- Work order
Transcribe exactly the line containing "Find the hand;" and the remaining lines of the listing below, through the very last.

■ ■ ■ ■ ■

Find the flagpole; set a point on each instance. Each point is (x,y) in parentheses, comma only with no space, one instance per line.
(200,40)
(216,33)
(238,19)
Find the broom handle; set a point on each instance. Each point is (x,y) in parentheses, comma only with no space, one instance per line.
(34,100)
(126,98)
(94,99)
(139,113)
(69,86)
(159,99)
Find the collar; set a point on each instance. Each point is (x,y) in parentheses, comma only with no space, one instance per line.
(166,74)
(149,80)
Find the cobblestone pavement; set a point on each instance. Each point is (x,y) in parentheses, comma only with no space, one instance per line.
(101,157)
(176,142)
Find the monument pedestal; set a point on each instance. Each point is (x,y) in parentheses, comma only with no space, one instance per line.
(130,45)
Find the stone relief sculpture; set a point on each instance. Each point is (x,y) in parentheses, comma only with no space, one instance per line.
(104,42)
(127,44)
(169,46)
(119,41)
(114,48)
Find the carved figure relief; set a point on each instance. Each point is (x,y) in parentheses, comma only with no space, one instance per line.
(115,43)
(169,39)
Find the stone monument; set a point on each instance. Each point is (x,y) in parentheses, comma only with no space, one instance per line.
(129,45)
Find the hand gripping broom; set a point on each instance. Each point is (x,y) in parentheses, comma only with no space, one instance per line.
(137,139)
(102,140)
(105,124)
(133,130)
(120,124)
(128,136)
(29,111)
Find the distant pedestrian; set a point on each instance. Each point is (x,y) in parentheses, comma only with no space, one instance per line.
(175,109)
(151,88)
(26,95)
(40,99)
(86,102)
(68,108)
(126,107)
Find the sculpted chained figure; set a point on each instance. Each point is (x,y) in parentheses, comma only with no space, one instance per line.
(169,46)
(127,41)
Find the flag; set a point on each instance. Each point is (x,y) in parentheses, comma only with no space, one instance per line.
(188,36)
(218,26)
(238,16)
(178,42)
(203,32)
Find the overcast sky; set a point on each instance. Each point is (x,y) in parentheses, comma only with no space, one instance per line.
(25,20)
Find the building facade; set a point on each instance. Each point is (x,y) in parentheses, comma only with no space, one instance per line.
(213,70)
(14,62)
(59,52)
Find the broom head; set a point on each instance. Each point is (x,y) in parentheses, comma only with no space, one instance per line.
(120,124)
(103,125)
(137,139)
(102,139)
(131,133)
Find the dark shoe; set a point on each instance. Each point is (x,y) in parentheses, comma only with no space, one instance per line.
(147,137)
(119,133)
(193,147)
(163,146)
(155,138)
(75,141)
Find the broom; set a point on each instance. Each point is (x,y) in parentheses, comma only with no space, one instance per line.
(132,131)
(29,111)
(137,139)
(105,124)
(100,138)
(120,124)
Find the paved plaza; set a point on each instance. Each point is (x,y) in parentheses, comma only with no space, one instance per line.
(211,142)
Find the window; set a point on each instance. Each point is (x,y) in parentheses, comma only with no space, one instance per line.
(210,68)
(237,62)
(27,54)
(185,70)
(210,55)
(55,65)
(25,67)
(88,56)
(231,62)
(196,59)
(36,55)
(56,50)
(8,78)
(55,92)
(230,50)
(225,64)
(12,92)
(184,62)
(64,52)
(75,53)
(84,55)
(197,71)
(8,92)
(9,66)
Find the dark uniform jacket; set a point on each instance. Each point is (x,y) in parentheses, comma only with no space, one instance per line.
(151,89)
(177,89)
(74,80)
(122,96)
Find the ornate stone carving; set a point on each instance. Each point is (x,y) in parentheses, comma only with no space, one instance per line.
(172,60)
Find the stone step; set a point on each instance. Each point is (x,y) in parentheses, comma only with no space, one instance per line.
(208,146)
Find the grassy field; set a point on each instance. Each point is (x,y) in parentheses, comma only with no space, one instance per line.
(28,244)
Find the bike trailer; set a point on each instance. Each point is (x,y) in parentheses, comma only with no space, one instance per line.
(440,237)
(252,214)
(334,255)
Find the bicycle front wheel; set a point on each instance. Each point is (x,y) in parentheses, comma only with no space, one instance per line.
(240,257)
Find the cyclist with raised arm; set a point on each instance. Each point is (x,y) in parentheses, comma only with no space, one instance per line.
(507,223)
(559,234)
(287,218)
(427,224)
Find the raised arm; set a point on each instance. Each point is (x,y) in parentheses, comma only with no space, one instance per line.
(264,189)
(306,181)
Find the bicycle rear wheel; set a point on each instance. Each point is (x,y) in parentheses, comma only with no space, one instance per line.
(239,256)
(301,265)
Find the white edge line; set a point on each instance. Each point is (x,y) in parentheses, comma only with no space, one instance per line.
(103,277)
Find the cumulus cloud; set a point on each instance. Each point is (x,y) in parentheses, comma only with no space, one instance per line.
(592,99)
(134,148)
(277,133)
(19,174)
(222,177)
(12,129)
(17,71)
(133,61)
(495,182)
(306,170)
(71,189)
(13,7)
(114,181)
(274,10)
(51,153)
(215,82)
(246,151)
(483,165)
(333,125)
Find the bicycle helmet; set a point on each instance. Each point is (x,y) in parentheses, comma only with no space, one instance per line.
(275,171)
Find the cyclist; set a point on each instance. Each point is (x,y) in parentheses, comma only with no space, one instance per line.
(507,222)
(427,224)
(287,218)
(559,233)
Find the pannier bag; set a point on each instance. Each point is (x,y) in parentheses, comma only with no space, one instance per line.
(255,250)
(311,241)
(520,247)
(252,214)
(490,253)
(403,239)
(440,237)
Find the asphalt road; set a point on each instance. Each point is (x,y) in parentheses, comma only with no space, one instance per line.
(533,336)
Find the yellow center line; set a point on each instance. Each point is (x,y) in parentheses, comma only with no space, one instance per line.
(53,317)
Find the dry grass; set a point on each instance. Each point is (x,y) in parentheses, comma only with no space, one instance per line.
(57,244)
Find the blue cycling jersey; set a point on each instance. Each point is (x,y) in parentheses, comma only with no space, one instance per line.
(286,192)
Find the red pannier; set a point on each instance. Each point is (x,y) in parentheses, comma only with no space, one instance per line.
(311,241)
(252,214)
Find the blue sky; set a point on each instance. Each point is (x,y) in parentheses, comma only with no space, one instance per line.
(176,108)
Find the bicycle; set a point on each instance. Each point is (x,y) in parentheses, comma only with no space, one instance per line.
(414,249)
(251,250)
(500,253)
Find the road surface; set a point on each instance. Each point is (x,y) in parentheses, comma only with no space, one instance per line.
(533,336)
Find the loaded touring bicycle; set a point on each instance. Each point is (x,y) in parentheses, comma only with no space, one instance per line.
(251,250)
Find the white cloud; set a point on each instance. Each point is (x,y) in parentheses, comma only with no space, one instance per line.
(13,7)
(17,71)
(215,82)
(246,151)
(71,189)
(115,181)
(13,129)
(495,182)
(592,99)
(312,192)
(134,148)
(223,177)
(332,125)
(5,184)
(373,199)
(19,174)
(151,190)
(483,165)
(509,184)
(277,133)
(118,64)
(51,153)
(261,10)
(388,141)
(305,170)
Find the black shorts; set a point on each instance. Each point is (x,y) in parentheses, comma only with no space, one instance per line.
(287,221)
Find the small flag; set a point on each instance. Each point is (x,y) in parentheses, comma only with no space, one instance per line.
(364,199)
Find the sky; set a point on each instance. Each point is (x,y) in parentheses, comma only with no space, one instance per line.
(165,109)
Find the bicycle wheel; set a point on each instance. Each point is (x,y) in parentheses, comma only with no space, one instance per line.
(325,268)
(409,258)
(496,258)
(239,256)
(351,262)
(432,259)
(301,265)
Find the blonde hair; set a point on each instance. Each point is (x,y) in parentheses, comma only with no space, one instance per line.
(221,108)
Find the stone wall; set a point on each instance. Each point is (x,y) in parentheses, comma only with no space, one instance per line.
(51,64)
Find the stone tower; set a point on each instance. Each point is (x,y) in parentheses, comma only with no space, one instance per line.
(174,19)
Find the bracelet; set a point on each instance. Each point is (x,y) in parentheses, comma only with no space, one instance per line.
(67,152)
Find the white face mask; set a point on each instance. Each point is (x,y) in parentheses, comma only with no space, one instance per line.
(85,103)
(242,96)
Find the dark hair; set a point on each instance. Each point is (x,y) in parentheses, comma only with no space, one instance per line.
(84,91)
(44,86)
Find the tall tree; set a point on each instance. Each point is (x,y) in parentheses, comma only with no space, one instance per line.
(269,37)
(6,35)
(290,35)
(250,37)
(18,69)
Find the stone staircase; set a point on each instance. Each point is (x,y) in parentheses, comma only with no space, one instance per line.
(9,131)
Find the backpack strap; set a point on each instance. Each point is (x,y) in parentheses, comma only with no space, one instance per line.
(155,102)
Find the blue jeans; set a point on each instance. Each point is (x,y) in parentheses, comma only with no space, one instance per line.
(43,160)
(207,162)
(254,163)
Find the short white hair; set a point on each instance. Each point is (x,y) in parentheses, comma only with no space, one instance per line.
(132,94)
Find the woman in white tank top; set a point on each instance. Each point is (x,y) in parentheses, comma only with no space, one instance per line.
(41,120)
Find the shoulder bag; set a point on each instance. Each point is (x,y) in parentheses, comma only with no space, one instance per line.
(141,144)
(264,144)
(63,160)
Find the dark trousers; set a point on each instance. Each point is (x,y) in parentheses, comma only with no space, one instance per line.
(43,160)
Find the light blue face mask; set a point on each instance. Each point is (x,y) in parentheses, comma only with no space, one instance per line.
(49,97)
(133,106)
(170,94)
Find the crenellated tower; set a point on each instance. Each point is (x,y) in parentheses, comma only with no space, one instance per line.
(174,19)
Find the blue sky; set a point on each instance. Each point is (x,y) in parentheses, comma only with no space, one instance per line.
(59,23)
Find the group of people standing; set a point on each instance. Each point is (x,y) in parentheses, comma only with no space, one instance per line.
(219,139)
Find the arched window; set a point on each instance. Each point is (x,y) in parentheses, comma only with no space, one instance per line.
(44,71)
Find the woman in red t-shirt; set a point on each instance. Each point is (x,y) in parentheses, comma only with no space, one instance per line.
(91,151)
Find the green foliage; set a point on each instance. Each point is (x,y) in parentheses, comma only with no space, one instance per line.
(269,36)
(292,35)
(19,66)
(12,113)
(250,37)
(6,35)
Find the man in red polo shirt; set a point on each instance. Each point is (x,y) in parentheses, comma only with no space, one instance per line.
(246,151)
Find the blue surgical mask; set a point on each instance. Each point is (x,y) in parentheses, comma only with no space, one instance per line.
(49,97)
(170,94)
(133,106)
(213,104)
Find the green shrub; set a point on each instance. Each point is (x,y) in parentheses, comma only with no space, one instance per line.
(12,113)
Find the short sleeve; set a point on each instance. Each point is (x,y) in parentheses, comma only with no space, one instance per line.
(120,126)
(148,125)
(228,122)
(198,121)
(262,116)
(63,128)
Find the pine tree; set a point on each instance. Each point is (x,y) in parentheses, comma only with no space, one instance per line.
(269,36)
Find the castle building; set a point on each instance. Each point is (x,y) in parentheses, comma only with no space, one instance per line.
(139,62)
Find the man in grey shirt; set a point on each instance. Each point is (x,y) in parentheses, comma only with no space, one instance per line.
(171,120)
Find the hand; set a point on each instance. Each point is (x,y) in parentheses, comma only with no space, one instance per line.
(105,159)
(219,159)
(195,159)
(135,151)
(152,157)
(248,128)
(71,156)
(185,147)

■ ■ ■ ■ ■

- Answer space
Find the hand; set a point on each instance. Each point is (x,y) in parentheses, comma only with no space, one instance per line.
(105,159)
(219,159)
(195,159)
(135,151)
(152,157)
(248,128)
(71,156)
(185,147)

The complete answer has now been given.